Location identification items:
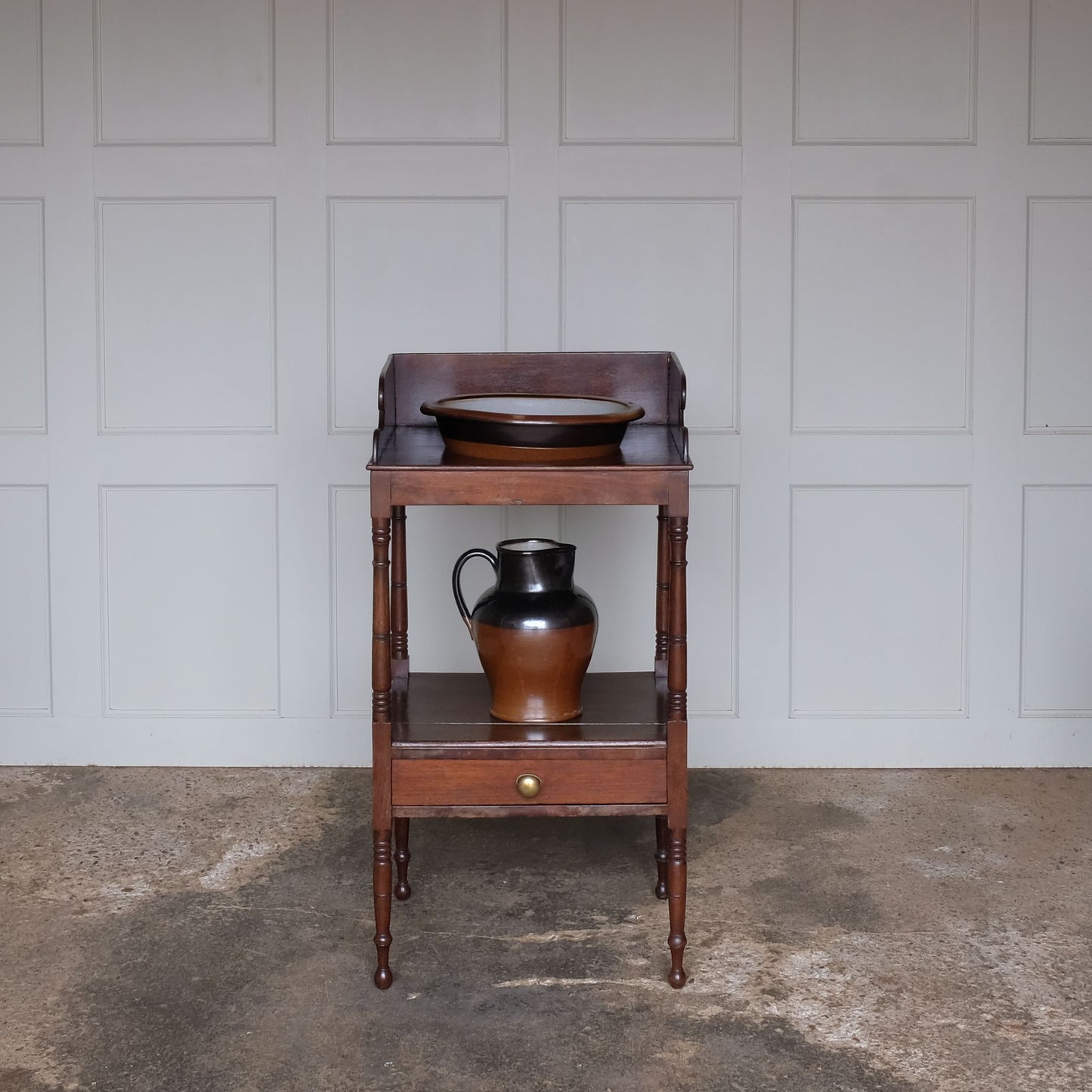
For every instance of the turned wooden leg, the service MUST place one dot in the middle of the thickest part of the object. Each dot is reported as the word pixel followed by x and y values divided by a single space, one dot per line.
pixel 382 744
pixel 676 905
pixel 382 886
pixel 660 888
pixel 663 591
pixel 402 890
pixel 400 610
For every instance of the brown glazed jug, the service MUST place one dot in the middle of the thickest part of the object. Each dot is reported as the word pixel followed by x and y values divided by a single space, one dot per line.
pixel 534 630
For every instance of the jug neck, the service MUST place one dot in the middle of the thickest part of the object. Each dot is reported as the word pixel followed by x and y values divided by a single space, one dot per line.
pixel 534 565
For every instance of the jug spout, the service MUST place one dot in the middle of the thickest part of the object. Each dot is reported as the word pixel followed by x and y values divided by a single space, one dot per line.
pixel 534 565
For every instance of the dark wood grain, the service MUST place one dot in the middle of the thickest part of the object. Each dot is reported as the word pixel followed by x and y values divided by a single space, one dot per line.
pixel 628 700
pixel 663 590
pixel 473 781
pixel 649 379
pixel 515 810
pixel 676 905
pixel 421 447
pixel 436 749
pixel 400 606
pixel 402 890
pixel 660 889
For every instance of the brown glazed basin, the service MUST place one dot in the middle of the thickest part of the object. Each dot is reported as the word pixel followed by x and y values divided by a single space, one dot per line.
pixel 532 427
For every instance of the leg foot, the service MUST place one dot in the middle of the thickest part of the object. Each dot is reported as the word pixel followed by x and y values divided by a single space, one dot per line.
pixel 660 888
pixel 382 886
pixel 676 905
pixel 402 889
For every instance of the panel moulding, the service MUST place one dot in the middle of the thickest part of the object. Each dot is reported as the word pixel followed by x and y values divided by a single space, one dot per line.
pixel 849 139
pixel 333 203
pixel 964 710
pixel 1027 711
pixel 729 428
pixel 39 139
pixel 106 429
pixel 500 139
pixel 104 491
pixel 44 427
pixel 46 546
pixel 966 428
pixel 102 141
pixel 728 141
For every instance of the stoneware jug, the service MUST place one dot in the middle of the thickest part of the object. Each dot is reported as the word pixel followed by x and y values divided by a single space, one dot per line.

Exercise details: Will you restate every entry word for word and omit the images?

Response:
For every instance of the turned wooden leg, the service MUST place one dot in the middle of the thickest part of the object. Each dot is reported as the word pixel followed by x and y values divided by a single space, one dot per line.
pixel 382 744
pixel 676 905
pixel 382 886
pixel 660 888
pixel 663 591
pixel 402 890
pixel 400 610
For every instance of the brown glazed jug, the service MUST place one dot in the middle of the thickest part of the object. Each dot is reported as the word pixel followed by x and y values divided by a single space, one dot per line.
pixel 534 630
For every instance of the jug neck, the service MUST place one dot in the middle of the thickest part of the object. Each dot is reported as the word pixel followed by x and y values divided by a single space, one dot per line.
pixel 534 565
For every instance of the jug spout, the service MUST place one dot in the middle of the thickest part of the object. Each dot is reported as the word pixel followed by x and y values divided by a single space, one dot per line.
pixel 534 565
For every instance of the dark wood grain, the service MUST place one dot in the middle of the thickest part of the object. Each dot is reported as the word pixel followed by x and y values divided by a single space, one dot per line.
pixel 628 700
pixel 663 590
pixel 473 781
pixel 649 379
pixel 515 810
pixel 676 905
pixel 421 447
pixel 436 749
pixel 400 606
pixel 402 890
pixel 660 889
For every instance of the brown glazed basin, the service MUST place one dot in the middle of the thickest part of the object. Each dot is reported as the word pixel followed by x and y values divided by a single space, one dot per line.
pixel 532 427
For every instance of the leg foot, the service MUST place one dot in the middle of the thickest part of the object. Each dot is reported as the word pixel followed by x and y values divided by a single space, one dot per line.
pixel 660 888
pixel 382 886
pixel 676 905
pixel 402 889
For every instance of the panel moulding, the service MUST place one dot in the middle of the thickest part of the object. Each dot is reported as the word pixel followed by x and y values divided by a single space, one dot per line.
pixel 849 139
pixel 333 203
pixel 964 710
pixel 1027 711
pixel 729 428
pixel 39 139
pixel 106 429
pixel 500 139
pixel 104 491
pixel 44 427
pixel 46 546
pixel 966 428
pixel 102 141
pixel 728 141
For every instance of the stoneware jug, the service MUST place one dot in the middle of the thickest part of the object. Each dot is reported as the word pixel followed by x and y values divided by a single space, one dot per line.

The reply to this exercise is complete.